▸ **Task set**
[a] In the gratitude post, what does the narrator use to clean up the basement instead of a mop?
[b] According to the studies cited in the gratitude post, what do people who practice gratitude have or do? List every item.

Gratitude makes people happier. Studies consistently show that people who practice gratitude have more positive emotions, have better health, handle adversity better, and have stronger relationships.
Gratitude matters. But gratitude takes practice. (For help getting started, check out my free gratitude starters at the end of this post!)
Did I ever tell you the time I was feeling pretty sorry for myself? What does that have to do with gratitude? It’s kind of a long story, but if you can stick with me, you’ll see.
A Rainy Day
It was a hot Midwest July and Sole Man was on a 4-day business trip. One evening it rained. I have a garden and a yard, so rain is a good thing. It keeps things green and allows me to continue to be lazy about watering the plants.
Except that it rained hard and fast and the water came down faster than the ground could absorb it.
And we have a leak in our basement.
And the water found its way in.
Did I mention that it was Girl Scout day camp week? That meant every evening we were packing up our stuff and heading to a nearby park to (attempt to) enrich the lives of Girl Scouts. That was my goal. The girls’ goals were to have fun and eat cool snacks.
It was a fantastic week, except that it was hot. The kind of heat that makes everyone sweaty (especially me, because I sweat anytime it’s over 85 and it isn’t pretty. I don’t glisten.)
Oh, did I mention that we don’t own a mop. Still. Even after the basement has leaked at least 5 times. Instead, I employ the old bucket and rag method. Soak and wring. Soak and wring.
Are you getting a nice mental image?
That was Wednesday. Sole Man would return from his trip on Friday. Thursday night would be the last night of camp.
A Puddle of Water
Thursday is going relatively well. No more rain. Basement clean. Ready for our last night of camp.

▸ **Dataset rows**
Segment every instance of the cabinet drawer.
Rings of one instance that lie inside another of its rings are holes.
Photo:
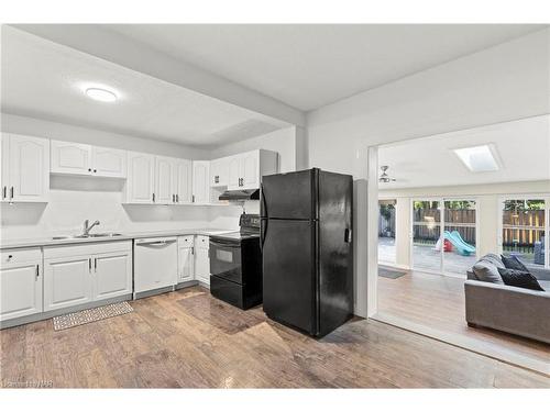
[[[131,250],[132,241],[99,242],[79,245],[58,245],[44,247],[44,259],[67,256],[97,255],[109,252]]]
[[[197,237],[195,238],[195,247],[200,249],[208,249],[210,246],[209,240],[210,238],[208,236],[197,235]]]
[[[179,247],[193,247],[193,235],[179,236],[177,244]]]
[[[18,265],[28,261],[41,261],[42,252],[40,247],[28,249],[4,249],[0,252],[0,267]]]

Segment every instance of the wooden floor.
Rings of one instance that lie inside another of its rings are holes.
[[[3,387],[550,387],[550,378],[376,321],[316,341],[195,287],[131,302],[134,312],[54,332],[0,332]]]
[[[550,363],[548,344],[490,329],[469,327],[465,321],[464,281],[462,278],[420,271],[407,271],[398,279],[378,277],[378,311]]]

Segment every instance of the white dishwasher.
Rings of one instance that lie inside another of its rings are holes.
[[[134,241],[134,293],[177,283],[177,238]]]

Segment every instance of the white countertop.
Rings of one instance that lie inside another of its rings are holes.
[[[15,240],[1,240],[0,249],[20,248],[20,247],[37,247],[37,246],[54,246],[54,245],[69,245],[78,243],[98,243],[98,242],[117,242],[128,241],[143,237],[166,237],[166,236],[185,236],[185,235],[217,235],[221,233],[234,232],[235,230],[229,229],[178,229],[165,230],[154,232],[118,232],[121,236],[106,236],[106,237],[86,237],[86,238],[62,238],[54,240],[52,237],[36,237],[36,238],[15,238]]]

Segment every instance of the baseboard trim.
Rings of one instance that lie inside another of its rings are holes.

...

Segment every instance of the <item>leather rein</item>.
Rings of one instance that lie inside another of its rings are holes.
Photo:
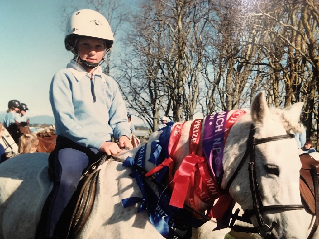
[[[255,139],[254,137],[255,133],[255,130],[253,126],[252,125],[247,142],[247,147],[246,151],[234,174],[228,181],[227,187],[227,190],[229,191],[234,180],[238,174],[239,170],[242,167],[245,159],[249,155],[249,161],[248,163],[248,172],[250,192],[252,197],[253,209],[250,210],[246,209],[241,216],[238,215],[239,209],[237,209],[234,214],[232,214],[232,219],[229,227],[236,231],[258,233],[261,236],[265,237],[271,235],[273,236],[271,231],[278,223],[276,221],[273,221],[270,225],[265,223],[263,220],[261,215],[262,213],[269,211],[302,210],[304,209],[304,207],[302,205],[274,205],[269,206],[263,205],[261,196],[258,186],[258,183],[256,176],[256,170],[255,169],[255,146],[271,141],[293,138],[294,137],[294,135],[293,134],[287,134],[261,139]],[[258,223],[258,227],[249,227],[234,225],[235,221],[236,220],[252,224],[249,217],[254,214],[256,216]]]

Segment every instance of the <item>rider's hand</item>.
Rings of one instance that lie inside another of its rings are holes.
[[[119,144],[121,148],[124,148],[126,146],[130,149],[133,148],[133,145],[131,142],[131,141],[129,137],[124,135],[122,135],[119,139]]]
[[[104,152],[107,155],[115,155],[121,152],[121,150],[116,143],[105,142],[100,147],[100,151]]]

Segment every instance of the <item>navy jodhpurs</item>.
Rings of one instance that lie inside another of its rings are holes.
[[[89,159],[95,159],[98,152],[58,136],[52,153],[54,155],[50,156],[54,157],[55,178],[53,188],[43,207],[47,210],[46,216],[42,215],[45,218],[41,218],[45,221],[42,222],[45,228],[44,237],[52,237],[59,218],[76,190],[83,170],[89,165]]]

==

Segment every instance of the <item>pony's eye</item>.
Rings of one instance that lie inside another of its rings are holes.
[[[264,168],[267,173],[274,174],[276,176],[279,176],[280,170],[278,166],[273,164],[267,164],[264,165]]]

▸ **Results for the exercise**
[a] A bucket and rag, using a soak-and-wring method.

[b]
- More positive emotions
- Better health
- Handle adversity better
- Stronger relationships